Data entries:
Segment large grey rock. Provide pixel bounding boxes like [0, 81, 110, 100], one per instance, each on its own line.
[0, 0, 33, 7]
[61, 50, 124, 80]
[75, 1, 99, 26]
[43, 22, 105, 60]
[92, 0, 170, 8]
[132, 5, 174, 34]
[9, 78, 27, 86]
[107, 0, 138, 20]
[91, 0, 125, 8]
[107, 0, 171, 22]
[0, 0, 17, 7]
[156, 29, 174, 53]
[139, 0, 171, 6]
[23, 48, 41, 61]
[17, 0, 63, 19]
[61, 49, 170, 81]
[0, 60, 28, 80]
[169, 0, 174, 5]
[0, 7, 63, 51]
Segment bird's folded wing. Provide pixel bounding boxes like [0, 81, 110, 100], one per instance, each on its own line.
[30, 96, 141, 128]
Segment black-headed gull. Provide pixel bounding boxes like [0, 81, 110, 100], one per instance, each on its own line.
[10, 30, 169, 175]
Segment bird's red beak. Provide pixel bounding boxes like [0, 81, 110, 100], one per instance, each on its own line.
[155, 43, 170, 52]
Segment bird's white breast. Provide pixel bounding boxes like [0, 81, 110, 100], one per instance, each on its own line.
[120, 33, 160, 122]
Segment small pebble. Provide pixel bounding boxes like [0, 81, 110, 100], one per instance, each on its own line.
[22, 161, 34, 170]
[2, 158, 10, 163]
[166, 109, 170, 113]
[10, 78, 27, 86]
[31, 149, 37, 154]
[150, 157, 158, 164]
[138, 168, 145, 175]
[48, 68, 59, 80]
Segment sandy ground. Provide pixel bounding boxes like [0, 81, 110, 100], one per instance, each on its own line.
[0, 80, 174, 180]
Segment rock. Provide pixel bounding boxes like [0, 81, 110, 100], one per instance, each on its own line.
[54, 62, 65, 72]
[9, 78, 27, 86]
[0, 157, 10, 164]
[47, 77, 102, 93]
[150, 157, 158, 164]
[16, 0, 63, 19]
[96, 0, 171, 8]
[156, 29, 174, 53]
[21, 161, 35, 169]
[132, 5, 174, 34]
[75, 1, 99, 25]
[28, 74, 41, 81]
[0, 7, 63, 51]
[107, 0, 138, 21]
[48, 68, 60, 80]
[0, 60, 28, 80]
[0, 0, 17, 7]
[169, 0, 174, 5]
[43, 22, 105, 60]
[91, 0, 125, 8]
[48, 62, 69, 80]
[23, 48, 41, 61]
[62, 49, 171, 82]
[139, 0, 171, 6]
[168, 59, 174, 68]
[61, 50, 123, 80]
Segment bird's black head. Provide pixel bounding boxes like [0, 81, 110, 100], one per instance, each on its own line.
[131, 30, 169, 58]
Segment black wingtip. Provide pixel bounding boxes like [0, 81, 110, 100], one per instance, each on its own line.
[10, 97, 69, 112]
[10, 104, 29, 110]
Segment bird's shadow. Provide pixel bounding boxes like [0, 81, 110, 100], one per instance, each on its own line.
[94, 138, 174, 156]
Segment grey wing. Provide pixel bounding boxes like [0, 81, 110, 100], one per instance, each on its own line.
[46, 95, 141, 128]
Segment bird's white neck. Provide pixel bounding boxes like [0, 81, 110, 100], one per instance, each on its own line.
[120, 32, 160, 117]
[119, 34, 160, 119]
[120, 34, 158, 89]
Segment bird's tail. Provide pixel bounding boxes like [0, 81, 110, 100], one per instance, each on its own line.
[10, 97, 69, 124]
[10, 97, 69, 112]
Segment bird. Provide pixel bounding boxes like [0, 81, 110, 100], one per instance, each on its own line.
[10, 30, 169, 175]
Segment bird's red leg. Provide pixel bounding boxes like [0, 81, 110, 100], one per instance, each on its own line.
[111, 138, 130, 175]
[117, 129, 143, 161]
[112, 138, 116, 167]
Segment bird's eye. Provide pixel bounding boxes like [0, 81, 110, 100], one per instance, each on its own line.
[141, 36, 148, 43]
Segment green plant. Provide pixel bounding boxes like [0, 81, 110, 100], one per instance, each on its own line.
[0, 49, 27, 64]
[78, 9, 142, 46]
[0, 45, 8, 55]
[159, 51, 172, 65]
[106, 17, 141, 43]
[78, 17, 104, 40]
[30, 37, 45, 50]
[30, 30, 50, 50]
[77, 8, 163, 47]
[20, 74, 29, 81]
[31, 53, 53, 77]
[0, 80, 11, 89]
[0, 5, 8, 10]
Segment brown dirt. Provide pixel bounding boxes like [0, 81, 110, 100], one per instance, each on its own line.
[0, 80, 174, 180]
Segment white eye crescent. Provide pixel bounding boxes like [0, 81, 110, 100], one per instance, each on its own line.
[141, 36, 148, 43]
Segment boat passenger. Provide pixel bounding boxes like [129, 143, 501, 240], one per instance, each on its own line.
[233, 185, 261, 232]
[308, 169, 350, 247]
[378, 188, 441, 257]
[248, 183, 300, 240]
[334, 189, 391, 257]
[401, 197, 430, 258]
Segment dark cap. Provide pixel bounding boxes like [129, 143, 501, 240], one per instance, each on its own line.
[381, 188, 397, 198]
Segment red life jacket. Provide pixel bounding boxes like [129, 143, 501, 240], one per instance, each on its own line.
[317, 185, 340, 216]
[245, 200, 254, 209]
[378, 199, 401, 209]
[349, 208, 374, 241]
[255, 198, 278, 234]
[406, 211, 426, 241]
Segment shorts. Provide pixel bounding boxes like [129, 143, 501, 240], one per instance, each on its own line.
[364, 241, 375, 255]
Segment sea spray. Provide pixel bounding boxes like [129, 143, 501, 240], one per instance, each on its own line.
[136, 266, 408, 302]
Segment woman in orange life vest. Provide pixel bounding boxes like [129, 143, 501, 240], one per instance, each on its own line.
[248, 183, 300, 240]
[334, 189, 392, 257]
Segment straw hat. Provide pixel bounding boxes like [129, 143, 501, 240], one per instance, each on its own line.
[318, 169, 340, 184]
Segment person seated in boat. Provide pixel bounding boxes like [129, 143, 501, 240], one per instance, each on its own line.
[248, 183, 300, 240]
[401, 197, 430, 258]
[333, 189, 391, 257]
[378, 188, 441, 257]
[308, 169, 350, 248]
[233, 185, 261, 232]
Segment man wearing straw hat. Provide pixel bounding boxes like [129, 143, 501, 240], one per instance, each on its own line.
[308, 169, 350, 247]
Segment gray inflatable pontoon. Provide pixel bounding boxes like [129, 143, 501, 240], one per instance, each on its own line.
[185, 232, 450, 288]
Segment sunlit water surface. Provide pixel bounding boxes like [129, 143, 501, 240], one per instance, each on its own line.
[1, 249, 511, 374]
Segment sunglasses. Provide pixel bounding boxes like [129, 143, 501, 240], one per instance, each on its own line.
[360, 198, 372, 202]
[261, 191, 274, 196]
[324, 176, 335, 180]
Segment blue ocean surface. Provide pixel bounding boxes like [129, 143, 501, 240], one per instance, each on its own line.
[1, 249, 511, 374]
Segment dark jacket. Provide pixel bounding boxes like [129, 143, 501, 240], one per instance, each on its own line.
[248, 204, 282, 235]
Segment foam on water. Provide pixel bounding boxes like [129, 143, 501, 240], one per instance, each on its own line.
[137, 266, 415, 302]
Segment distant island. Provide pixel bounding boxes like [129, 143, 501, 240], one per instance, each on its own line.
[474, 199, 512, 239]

Exercise objective –
Every entry must be set down again exactly as it reads.

Completed task –
Segment large grey rock. Provide pixel bounding boxes like [0, 81, 110, 100], one per instance, each on its own line.
[0, 0, 33, 7]
[61, 50, 124, 80]
[75, 1, 99, 26]
[43, 22, 105, 60]
[92, 0, 170, 8]
[132, 5, 174, 34]
[9, 78, 27, 86]
[107, 0, 138, 20]
[91, 0, 125, 8]
[107, 0, 171, 22]
[0, 0, 17, 7]
[156, 29, 174, 53]
[139, 0, 171, 6]
[23, 48, 41, 61]
[17, 0, 63, 19]
[61, 49, 170, 81]
[0, 60, 28, 80]
[169, 0, 174, 5]
[0, 7, 63, 51]
Segment bird's folded wing. Provide pixel bounding boxes like [0, 81, 110, 100], one per instance, each on its own line.
[30, 96, 141, 128]
Segment black-headed gull. Provide pixel bounding boxes like [0, 81, 110, 100], one per instance, each on its own line.
[10, 30, 169, 175]
Segment bird's red beak. Provide pixel bounding boxes like [0, 81, 110, 100], one per instance, each on its own line.
[155, 43, 170, 52]
Segment bird's white breast. Provide pixel bounding boxes like [0, 81, 110, 100], one per instance, each on its own line.
[120, 33, 160, 122]
Segment small pebble. Provide pixel bounding boxes like [0, 81, 110, 100], one per instance, each on its own line.
[22, 161, 34, 170]
[2, 158, 10, 163]
[166, 109, 170, 113]
[10, 78, 27, 86]
[31, 149, 37, 154]
[150, 157, 158, 164]
[138, 168, 145, 175]
[48, 68, 59, 80]
Segment sandy ground. Provide pixel bounding boxes like [0, 81, 110, 100], one per instance, each on its own line.
[0, 80, 174, 180]
Segment rock. Provide pixel bounding boxes like [0, 81, 110, 100], one per instance, each on its own line.
[54, 62, 65, 72]
[9, 78, 27, 86]
[0, 157, 10, 164]
[47, 77, 102, 93]
[150, 157, 158, 164]
[16, 0, 63, 19]
[96, 0, 171, 8]
[156, 29, 174, 53]
[21, 161, 35, 169]
[132, 5, 174, 34]
[75, 1, 99, 25]
[28, 74, 41, 81]
[0, 7, 63, 51]
[107, 0, 138, 21]
[48, 68, 60, 80]
[0, 60, 28, 80]
[0, 0, 17, 7]
[169, 0, 174, 5]
[43, 22, 105, 60]
[91, 0, 125, 8]
[48, 62, 69, 80]
[23, 48, 41, 61]
[62, 49, 171, 82]
[139, 0, 171, 6]
[168, 59, 174, 68]
[61, 50, 123, 80]
Segment bird's black head. Provide pixel bounding boxes like [0, 81, 110, 100], one per instance, each on its own line.
[131, 30, 169, 58]
Segment black wingtip. Provide pixel bounding boxes like [0, 81, 110, 100], one per instance, each on its own line.
[10, 97, 69, 112]
[10, 104, 29, 110]
Segment bird's shadow. Provide pixel bounding boxes like [0, 81, 110, 100], one per instance, each on its own line.
[94, 138, 174, 156]
Segment grey wing. Provide pixel bounding boxes like [0, 81, 110, 100], one per instance, each on its own line.
[46, 95, 141, 128]
Segment bird's white neck. Provide pixel bounding boxes like [0, 81, 110, 100], one per instance, each on its own line.
[120, 32, 160, 117]
[119, 34, 160, 119]
[120, 34, 158, 89]
Segment bird's tail. Provide pixel bounding boxes like [0, 81, 110, 100], one per instance, each on its own line.
[10, 97, 69, 124]
[10, 97, 69, 112]
Segment bird. Provide pixel bounding boxes like [0, 81, 110, 100], one per instance, each on its own line.
[10, 30, 169, 175]
Segment bird's red leg. Provide pixel bounding boxes like [0, 81, 110, 100], one per instance, each on its own line.
[111, 138, 130, 175]
[117, 129, 143, 161]
[112, 138, 116, 167]
Segment bird's eye. Provide pixel bounding boxes like [0, 81, 110, 100], one per instance, each on its own line.
[141, 36, 148, 43]
Segment green plant. Provide pixel bounding boxes like [0, 81, 110, 100], one per instance, each on its own line.
[0, 49, 27, 64]
[78, 9, 142, 46]
[0, 45, 8, 55]
[159, 51, 172, 65]
[106, 17, 141, 43]
[78, 17, 104, 40]
[30, 37, 45, 50]
[30, 30, 50, 50]
[77, 8, 163, 47]
[20, 74, 29, 81]
[31, 53, 53, 77]
[0, 80, 11, 89]
[0, 5, 8, 10]
Segment brown dirt. Provide pixel bounding boxes like [0, 81, 110, 100], one per instance, each on its own line.
[0, 80, 174, 180]
Segment white eye crescent. Provide pixel bounding boxes like [0, 81, 110, 100], one per instance, each on its own line.
[141, 36, 148, 43]
Segment boat passenger. Provide pixel bounding boxes like [129, 143, 501, 240], one per instance, each on its own line.
[233, 185, 261, 232]
[308, 169, 350, 247]
[378, 188, 441, 257]
[248, 183, 300, 240]
[334, 189, 391, 257]
[401, 197, 430, 258]
Segment dark cap. Provide pixel bounding boxes like [129, 143, 501, 240], one per instance, each on its own line.
[381, 188, 397, 198]
Segment red life jacket. Provide pixel bounding boxes like [129, 143, 501, 240], one per instance, each on its own line.
[317, 185, 340, 216]
[245, 200, 254, 209]
[378, 199, 401, 209]
[349, 208, 374, 241]
[255, 198, 278, 234]
[406, 211, 426, 241]
Segment shorts. Provide pixel bounding boxes like [129, 143, 501, 240], one per instance, each on its own line.
[364, 241, 375, 255]
Segment sea spray. Provide pixel bounding boxes like [129, 143, 501, 240], one per instance, each on its own line.
[136, 266, 408, 302]
Segment woman in orange life vest. Provide pixel bounding boxes like [129, 143, 501, 240], one per instance, each on its own line.
[248, 183, 300, 240]
[334, 189, 392, 257]
Segment straw hat. Provide pixel bounding boxes like [129, 143, 501, 240], one per instance, each on its own line.
[318, 169, 340, 184]
Segment person seated in boat. Provide pixel bounding boxes like [129, 143, 501, 240], one per instance, each on its own line.
[248, 183, 300, 240]
[401, 197, 430, 258]
[333, 189, 391, 257]
[378, 188, 441, 257]
[308, 169, 350, 248]
[233, 185, 261, 232]
Segment man wearing straw hat. Provide pixel bounding boxes like [129, 143, 501, 240], one per instance, each on its own line.
[308, 169, 350, 247]
Segment gray inflatable pontoon. Provide pixel bounding boxes like [129, 143, 501, 240], one per instance, each on its own line.
[185, 232, 450, 288]
Segment sunlit water surface. Provide pixel bounding boxes like [129, 143, 501, 240], one per instance, each on its own line.
[1, 249, 511, 374]
Segment sunglasses. Provide pixel bounding boxes like [129, 143, 501, 240], one per instance, each on its own line.
[360, 198, 372, 202]
[261, 191, 274, 196]
[324, 176, 335, 180]
Segment blue ocean surface. Provide pixel bounding boxes like [129, 143, 501, 240], one per instance, each on its own line.
[1, 249, 511, 374]
Segment dark jacket. Provide pixel bounding boxes like [129, 143, 501, 240], one per instance, each on its own line.
[248, 204, 282, 235]
Segment foam on water. Provide pixel bounding boxes like [129, 143, 501, 240], one per instance, each on its own line.
[137, 266, 415, 302]
Segment distant island. Provide pixel bounding boxes like [129, 143, 501, 240], one per instance, each on its own line.
[474, 199, 512, 239]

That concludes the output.